TEXTO SELECIONADO =
==================================================

Hoje, tudo é electrónico num carro. Existem cerca de 70 minicomputadores que controlam motor, portas, travões, luzes, rádio, etc. Como refere um engenheiro, português, especialista em automóveis: “Por lei, e moralmente, não se podem usar Defeat Devices que aumentem as emissões, isto é, qualquer coisa que saiba quando o carro está num laboratório de testes ou na estrada e por isso mesmo use calibrações diferentes, que fazem com que as emissões sejam mais baixas no laboratório do que na estrada.” E continua: “um exemplo é o controlo da válvula EGR.” E explica a fraude no algoritmo-software: “a válvula EGR diminui a performance e pode aumentar o consumo de combustível, quando está ativa. Se o carro estiver a ser testado no laboratório a uma velocidade relativamente baixa tem a válvula EGR aberta, para diminuir NOx, e nas mesmas condições na estrada tem a válvula EGR fechada, para melhorar a performance, porque detectou automaticamente que não estava em laboratório”.

Relembro que os NOx (monóxidos e dióxidos de azoto) são bastante prejudiciais para a saúde das pessoas, e, também, “ajudam” a formar as chamadas chuvas ácidas. Software fraudulento como este é fácil de fazer e difícil de provar. Gera biliões de lucros e milhões de prémios para os executivos dispostos a mentir e a enganar. Alguns são julgados, condenados e presos, como, por exemplo, Stewart Parnell dono da Peanut Corporation of America, que foi  condenado em 28 anos em setembro de 2015.

terça-feira, 6 de outubro de 2015

Volkswagen e Software Fraudulento (1) (Diário de Aveiro, supl. Economia, 6/10/2015)

A Agência de Proteção Ambiental dos EUA (EPA) acusou a Volkswagen (VW) de enganar os testes de emissões para meio milhão de seus carros vendidos nos EUA. Foi com software fraudulento que os carros a diesel da Volkswagen e Audi manipularam os testes de emissões. A EPA descreveu o software da Volkswagen como um "dispositivo manipulador", fazendo que os carros aquando dos testes em laboratório cumprissem os padrões de emissões, mas durante a operação normal emitam óxido de azoto (NOx), até 40 vezes, superior ao valor padrão.

==================================================

(Linhas do conjunto de dados de apontamento de objetos)
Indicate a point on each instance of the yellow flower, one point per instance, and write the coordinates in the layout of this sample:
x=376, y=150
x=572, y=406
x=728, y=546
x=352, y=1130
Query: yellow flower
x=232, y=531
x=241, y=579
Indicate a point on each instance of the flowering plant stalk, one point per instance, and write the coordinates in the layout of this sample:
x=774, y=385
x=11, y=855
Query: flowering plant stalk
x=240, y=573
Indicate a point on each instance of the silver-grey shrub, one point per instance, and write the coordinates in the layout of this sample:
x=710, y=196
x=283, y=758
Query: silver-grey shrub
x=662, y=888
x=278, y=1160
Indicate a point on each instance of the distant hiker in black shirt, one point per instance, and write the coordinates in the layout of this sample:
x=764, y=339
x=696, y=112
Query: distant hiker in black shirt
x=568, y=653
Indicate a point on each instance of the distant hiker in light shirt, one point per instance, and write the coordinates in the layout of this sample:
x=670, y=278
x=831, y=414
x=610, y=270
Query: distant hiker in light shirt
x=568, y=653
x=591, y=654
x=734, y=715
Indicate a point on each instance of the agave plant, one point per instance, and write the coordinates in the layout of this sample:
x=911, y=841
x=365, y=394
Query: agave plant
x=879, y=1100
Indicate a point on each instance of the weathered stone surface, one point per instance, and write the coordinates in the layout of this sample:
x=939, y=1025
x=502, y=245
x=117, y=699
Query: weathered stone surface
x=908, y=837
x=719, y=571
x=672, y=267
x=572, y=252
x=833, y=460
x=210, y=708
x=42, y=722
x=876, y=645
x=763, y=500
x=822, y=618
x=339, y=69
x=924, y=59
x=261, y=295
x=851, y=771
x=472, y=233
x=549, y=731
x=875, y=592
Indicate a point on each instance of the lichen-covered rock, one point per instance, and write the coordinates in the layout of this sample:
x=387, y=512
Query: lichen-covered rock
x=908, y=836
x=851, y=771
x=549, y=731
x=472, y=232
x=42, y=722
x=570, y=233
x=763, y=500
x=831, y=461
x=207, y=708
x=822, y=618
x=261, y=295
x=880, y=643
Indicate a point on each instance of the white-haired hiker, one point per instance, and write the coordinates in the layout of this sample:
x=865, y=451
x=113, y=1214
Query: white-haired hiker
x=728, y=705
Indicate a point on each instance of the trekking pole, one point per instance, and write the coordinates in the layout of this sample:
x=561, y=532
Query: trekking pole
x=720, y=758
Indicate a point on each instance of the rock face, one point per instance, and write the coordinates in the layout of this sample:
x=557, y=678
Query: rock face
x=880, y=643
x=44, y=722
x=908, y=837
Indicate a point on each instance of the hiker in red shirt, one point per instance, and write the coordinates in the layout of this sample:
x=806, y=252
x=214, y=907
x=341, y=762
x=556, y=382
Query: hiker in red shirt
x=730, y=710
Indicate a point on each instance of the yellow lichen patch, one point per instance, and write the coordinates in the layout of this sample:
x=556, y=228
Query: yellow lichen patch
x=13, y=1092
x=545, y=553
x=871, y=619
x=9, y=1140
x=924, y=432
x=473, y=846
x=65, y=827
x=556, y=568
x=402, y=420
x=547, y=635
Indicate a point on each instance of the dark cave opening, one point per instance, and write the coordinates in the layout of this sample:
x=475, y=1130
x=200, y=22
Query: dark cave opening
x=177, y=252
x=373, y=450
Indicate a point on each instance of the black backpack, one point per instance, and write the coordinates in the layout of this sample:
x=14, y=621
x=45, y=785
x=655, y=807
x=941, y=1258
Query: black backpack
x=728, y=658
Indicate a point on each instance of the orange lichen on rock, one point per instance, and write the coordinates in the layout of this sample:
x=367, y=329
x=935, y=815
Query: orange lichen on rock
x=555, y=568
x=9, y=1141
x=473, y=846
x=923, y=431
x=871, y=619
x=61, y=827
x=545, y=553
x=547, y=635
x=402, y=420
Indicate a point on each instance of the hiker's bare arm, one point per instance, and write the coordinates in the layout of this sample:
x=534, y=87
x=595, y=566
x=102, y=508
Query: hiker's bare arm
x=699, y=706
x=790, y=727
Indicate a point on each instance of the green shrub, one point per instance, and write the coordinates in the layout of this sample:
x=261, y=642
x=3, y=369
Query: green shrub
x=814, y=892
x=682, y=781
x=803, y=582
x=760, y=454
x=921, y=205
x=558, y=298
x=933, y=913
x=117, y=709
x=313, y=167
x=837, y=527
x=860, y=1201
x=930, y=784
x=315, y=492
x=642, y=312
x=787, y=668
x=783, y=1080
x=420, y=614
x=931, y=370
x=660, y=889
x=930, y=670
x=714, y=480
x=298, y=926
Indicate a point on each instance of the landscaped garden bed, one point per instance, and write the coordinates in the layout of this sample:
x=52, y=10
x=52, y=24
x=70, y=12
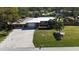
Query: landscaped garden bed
x=45, y=38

==================================================

OBJETIVO DA TAREFA = Segundo o texto sobre o software fraudulento da Volkswagen, até quantas vezes acima do valor padrão os carros emitiam óxido de azoto durante a operação normal?

SOLUÇÃO DO EXERCÍCIO = Até 40 vezes acima do valor padrão.